→ **GOAL**
Render the lines from the line with "Sample: x=8, y=61." to the line with "x=275, y=114" as a two-column CSV with the headers request and answer. Give one row per request, with its text and its answer each in one quoted field and any line breaks replaced by spaces.

(Image point annotation entries)
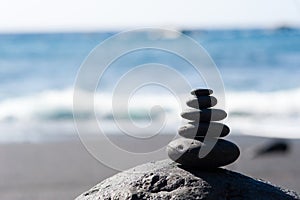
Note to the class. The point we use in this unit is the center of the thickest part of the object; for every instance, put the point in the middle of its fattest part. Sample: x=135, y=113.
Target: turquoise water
x=260, y=70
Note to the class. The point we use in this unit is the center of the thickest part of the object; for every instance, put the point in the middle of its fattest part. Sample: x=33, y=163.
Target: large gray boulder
x=168, y=180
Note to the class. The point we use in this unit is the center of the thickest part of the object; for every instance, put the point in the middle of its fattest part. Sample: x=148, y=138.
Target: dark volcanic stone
x=214, y=129
x=165, y=180
x=204, y=115
x=186, y=152
x=202, y=102
x=201, y=92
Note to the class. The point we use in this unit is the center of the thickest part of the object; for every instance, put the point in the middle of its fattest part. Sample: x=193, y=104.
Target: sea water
x=260, y=70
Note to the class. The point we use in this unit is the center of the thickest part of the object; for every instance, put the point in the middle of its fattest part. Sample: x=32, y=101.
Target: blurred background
x=255, y=45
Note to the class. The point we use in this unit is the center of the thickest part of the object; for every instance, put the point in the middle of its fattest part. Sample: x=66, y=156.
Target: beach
x=65, y=169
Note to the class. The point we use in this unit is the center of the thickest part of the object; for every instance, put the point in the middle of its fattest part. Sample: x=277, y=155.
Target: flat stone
x=200, y=130
x=186, y=152
x=166, y=180
x=205, y=115
x=201, y=92
x=202, y=102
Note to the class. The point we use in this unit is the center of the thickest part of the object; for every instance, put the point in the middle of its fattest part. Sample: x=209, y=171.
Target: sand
x=63, y=170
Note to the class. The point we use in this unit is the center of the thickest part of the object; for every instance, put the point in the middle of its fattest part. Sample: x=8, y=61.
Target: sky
x=92, y=15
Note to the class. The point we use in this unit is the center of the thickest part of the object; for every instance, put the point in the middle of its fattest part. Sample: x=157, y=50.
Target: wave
x=275, y=114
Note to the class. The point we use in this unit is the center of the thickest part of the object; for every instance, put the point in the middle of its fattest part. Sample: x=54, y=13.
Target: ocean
x=260, y=70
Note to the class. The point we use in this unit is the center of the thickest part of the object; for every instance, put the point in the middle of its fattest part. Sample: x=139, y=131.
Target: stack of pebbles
x=202, y=123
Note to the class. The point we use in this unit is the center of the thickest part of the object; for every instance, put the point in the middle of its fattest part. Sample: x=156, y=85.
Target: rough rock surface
x=168, y=180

→ **RESPONSE TO THE TASK**
request,answer
"Note to the class. The point we use in this unit is the center of the thickest part of the object; for every instance, put the point in the middle of its fattest part. Sample: x=8, y=61. Target: sky","x=92, y=15"
"Note to the class. The point we use in this unit is the center of the thickest part of the object; for every instance, put the point in the middle of its fattest part. Sample: x=157, y=50. Target: wave","x=275, y=114"